• Work to be completed
Reproduce each line below with no alterations.

• Excerpted data
:::
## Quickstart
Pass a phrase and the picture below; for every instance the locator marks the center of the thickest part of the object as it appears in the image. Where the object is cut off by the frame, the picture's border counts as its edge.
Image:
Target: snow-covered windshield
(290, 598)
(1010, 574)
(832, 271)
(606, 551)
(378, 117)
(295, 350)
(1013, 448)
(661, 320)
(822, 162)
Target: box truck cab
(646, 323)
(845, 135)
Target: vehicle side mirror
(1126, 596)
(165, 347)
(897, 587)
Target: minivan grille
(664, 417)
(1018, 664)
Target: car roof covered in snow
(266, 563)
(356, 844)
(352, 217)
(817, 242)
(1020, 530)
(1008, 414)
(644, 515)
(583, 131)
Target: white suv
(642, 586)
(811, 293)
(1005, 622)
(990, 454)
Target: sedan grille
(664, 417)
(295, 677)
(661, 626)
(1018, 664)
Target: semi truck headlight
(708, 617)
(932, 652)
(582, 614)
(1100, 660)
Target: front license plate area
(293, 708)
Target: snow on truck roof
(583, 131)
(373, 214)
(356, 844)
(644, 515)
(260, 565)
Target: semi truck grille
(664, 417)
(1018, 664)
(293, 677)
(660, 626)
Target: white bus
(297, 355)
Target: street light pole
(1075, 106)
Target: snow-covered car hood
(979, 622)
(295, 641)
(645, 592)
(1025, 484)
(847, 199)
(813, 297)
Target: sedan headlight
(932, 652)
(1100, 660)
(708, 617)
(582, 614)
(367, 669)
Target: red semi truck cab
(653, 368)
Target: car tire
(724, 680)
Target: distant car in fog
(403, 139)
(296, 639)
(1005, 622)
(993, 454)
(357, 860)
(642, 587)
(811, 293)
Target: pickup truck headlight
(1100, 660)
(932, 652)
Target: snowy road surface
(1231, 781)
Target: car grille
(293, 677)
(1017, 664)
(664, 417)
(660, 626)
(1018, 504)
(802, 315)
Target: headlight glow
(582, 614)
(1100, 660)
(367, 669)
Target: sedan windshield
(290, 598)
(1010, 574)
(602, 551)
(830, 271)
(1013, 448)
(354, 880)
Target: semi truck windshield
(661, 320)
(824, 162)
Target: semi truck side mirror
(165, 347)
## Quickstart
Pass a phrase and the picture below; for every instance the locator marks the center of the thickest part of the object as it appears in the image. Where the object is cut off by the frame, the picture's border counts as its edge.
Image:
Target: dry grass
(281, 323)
:::
• Problem solution
## Quickstart
Pass a phrase and the picture below; for every instance the locator marks the center of the thickest part of the object as it appears in the image. Where the object is cut off by the frame, the picture's border counts as its edge.
Image:
Target: snow-covered windshield
(290, 598)
(1010, 574)
(832, 271)
(606, 551)
(378, 117)
(295, 350)
(1013, 448)
(661, 320)
(822, 162)
Target: box truck cab
(646, 323)
(845, 135)
Target: vehicle side mirror
(1126, 596)
(165, 347)
(897, 587)
Target: minivan grille
(664, 417)
(1018, 664)
Target: car roof covered in snow
(266, 563)
(356, 844)
(352, 217)
(817, 242)
(1020, 530)
(1008, 414)
(644, 515)
(583, 131)
Target: white suv
(642, 586)
(811, 293)
(1005, 622)
(990, 454)
Target: sedan grille
(664, 417)
(295, 677)
(661, 626)
(1018, 664)
Target: semi truck headlight
(708, 617)
(932, 652)
(582, 614)
(1100, 660)
Target: front license plate area
(293, 708)
Target: snow on truck roof
(583, 131)
(373, 214)
(356, 844)
(644, 515)
(260, 565)
Target: semi truck grille
(664, 417)
(1018, 664)
(293, 677)
(660, 626)
Target: white bus
(297, 355)
Target: street light pole
(1075, 106)
Target: snow-covered car hood
(979, 622)
(295, 641)
(645, 592)
(1025, 484)
(847, 199)
(813, 297)
Target: sedan headlight
(932, 652)
(1100, 660)
(708, 617)
(582, 614)
(367, 669)
Target: red semi truck cab
(653, 368)
Target: car tire
(724, 680)
Target: distant car in fog
(403, 139)
(296, 639)
(1005, 622)
(993, 454)
(357, 860)
(642, 587)
(811, 293)
Target: pickup truck headlight
(1100, 660)
(932, 652)
Target: snowy road surface
(1231, 781)
Target: car grille
(293, 677)
(1017, 664)
(664, 417)
(660, 626)
(1018, 504)
(802, 315)
Target: headlight glow
(582, 614)
(1100, 660)
(367, 669)
Target: sedan windshield
(290, 598)
(1010, 574)
(602, 551)
(830, 271)
(1013, 448)
(354, 880)
Target: semi truck windshield
(661, 320)
(824, 162)
Target: semi truck side mirror
(165, 347)
## Quickstart
Pass a phrase and the picture below; for every instance the locator marks the center of the thickest part of the object as it appears in the image. Where the object is cut off by the frame, the picture's border counts as its edge.
Image:
Target: dry grass
(281, 323)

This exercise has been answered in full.